ASSIGNED TASK: Which lines in the records below mention the word "cliff"? Copy each one out.

(Saved entries)
——————
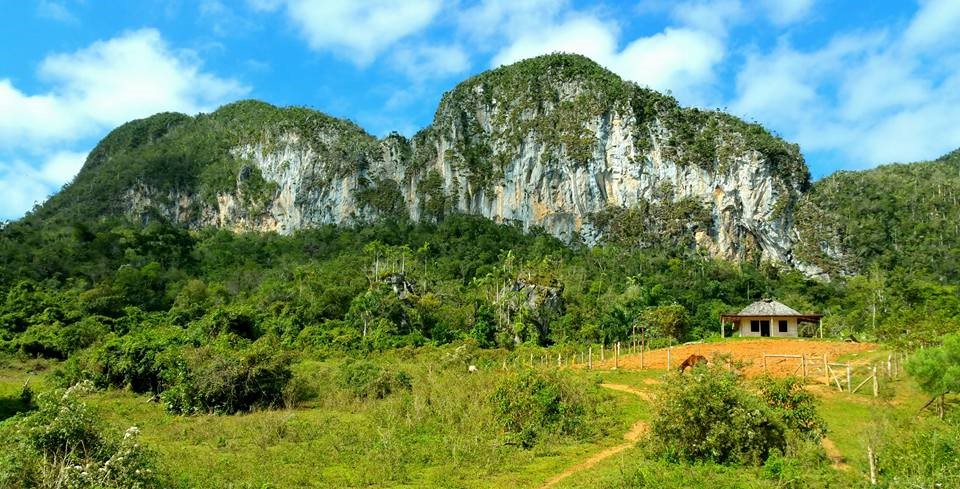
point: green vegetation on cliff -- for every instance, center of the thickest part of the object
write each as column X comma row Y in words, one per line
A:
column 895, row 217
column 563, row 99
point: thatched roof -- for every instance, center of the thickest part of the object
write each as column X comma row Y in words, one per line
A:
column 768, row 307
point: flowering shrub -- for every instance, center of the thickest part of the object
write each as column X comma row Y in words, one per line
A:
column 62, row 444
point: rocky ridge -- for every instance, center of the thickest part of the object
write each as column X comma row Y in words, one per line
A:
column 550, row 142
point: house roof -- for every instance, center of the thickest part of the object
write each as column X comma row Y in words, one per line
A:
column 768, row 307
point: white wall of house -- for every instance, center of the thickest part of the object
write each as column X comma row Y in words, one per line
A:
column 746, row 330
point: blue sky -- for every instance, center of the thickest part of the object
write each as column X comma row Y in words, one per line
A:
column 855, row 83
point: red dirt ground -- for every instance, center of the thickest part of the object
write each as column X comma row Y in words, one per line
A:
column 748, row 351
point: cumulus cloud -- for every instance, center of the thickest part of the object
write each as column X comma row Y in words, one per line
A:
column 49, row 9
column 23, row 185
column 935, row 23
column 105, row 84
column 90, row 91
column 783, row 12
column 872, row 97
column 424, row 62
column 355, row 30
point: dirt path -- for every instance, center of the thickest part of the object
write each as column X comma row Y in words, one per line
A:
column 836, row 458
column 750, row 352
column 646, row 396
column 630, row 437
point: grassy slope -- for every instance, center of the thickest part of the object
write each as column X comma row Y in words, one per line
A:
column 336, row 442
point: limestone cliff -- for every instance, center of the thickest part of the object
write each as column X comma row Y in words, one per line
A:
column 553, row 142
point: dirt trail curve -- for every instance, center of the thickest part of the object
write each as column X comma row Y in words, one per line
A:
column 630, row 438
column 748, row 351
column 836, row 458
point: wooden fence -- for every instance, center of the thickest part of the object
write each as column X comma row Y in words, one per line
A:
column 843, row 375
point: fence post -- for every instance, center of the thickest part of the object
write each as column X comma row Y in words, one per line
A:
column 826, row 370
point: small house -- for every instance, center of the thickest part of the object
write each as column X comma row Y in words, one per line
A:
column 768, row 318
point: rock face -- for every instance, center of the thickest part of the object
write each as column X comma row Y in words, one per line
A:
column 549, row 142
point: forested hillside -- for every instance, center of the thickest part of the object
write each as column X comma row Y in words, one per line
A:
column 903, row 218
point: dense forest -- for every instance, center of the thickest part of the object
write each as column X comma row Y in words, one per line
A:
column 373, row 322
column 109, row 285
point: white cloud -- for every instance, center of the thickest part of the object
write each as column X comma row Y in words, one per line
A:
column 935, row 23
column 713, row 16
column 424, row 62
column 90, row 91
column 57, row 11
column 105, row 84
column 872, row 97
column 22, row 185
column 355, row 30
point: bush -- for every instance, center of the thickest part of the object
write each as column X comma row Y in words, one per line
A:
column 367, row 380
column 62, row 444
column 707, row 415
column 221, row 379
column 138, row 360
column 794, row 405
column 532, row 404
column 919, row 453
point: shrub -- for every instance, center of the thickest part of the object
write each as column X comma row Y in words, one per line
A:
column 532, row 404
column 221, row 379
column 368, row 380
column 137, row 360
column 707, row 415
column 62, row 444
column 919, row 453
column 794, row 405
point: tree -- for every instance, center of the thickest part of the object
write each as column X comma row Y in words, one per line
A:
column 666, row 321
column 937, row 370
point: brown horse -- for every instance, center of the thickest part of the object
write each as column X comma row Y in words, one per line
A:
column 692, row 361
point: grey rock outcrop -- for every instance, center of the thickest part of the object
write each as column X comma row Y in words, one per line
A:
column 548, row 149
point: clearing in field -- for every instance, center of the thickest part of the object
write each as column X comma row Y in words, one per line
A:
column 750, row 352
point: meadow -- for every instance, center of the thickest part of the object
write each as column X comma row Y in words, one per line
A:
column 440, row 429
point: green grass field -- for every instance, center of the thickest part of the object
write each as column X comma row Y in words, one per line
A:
——————
SOLUTION TO THIS EXERCISE:
point: green vegetation on cliff -- for every instance, center of the thickest part of the object
point: limestone cliff -- for every instance, center of the thickest part of the object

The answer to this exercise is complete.